_Text_
La Mura, 46, of Manasquan, N.J., is a licensed practical
nurse who said life got in the way of following through
to become an RN. She was eight months pregnant when
she became a nurse-"the best damn LPN you'll ever
know," she said.
She bridles at the lack of respect-for RNs and LPNs
alike-that she believes is responsible for the nursing
shortage. It's a point of pride that she no longer will
work for hospital conglomerates that classify LPNs as
patient care assistants. "I'm a licensed nurse.
On my license it says nurse," La Mura said.
La Mura said she grew up with her son Christopher,
a 24-year-old sergeant with the 1st Armored Division
in Baghdad.
Twenty-plus years of managing the stress of emergency
room and psychiatric nursing helps her cope with the
uncertainty of her son's situation and the one thing
she knows for sure: that he is in a life-and-death situation.
Her nursing experience also has helped her counsel him
on back-to-back tours in the Middle East. Before the
Iraq war, Christopher La Mura's tank unit was deployed
to Kuwait from its base in Friedberg, Germany, where
his wife and 3-year-old daughter are.
"Sure, nursing has prepared me. Absolutely,"
La Mura said of coping with a son in a combat zone.
For the majority of her career, she worked in nearly
every unit of what is now Jersey Shore Medical Center
in Neptune, N.J. "My favorite places were the ER
and psych," she said, although it was a psychiatric
patient at another facility, a "lovely man"
with paranoid schizophrenia, who overturned a table
on her and severely injured her back.
"I love the psychiatric aspect of nursing,"

_What the exercise asks_
Write out the passage of the nurse article from "Twenty-plus years of" up to and including "a combat zone.".

_Information_

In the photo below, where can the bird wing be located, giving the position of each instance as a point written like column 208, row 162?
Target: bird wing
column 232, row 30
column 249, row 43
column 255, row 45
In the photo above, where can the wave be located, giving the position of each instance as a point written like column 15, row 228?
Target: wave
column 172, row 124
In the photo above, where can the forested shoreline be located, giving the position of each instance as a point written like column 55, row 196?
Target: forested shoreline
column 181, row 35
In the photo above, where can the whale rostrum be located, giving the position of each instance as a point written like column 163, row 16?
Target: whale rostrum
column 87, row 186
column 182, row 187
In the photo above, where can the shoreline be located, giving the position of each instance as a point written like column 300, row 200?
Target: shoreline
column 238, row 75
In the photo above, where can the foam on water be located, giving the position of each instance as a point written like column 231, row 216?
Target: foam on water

---

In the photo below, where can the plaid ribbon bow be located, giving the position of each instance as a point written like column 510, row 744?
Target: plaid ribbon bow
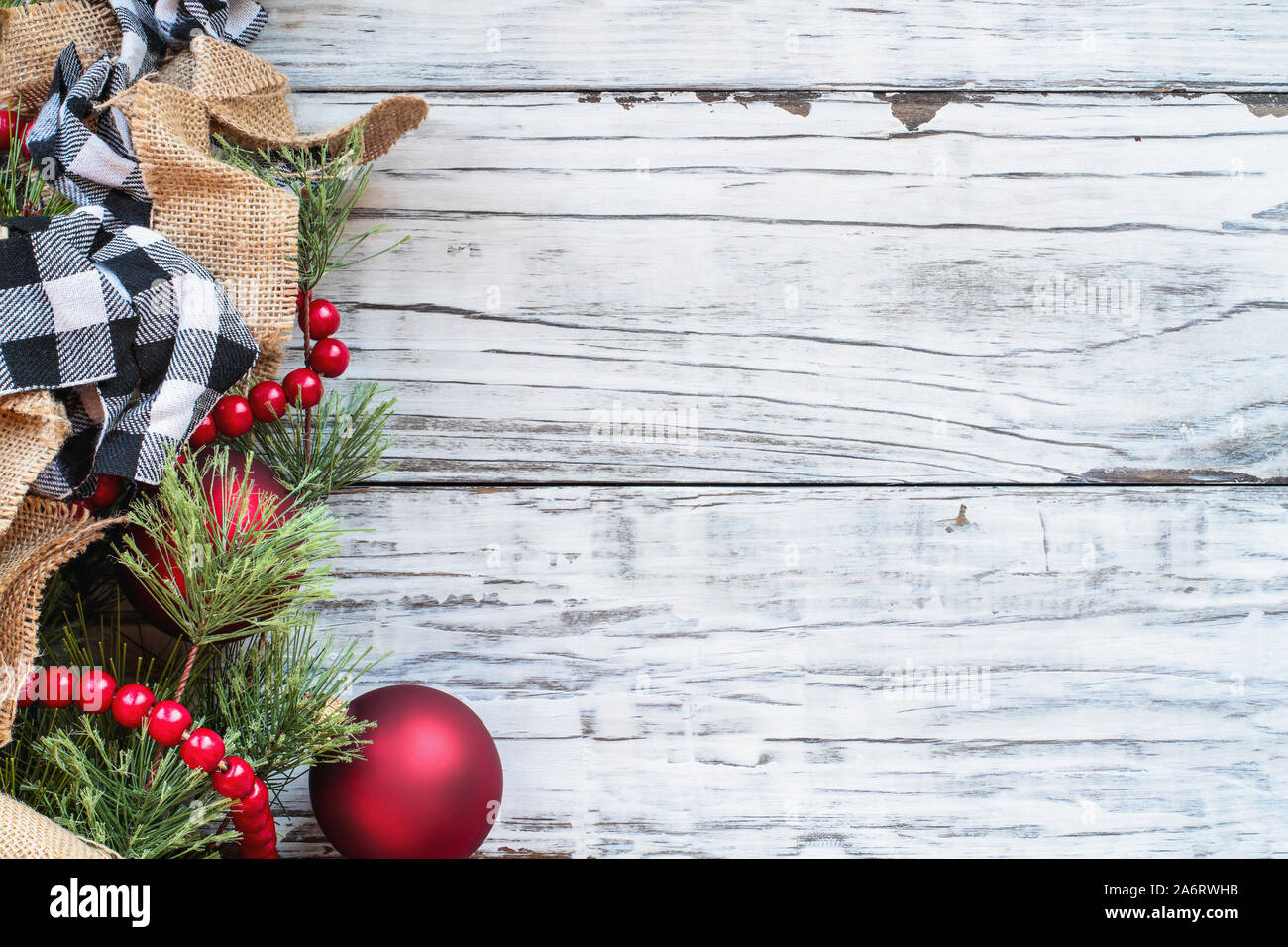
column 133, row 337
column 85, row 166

==

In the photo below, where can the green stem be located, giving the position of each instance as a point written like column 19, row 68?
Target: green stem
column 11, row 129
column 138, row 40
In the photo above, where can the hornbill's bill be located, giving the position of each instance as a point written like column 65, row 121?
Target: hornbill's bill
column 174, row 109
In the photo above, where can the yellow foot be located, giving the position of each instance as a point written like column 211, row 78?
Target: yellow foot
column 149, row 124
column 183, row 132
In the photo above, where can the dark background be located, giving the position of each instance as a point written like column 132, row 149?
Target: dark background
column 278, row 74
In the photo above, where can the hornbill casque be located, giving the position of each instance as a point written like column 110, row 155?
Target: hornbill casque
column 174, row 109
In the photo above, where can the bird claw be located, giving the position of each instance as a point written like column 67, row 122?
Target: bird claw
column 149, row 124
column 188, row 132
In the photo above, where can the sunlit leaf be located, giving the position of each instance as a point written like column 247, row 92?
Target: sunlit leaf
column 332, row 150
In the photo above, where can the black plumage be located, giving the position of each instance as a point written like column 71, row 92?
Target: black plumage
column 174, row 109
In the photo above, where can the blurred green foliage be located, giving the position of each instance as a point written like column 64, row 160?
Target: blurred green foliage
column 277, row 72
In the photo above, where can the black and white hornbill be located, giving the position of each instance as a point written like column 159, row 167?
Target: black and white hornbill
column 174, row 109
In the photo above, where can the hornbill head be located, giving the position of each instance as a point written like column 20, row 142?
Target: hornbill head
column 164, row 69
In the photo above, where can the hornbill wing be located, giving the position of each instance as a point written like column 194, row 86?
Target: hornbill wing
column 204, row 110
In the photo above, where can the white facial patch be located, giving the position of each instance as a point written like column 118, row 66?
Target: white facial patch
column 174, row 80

_Solution for this problem_
Twenty-plus years of managing the stress of emergency
room and psychiatric nursing helps her cope with the
uncertainty of her son's situation and the one thing
she knows for sure: that he is in a life-and-death situation.
Her nursing experience also has helped her counsel him
on back-to-back tours in the Middle East. Before the
Iraq war, Christopher La Mura's tank unit was deployed
to Kuwait from its base in Friedberg, Germany, where
his wife and 3-year-old daughter are.
"Sure, nursing has prepared me. Absolutely,"
La Mura said of coping with a son in a combat zone.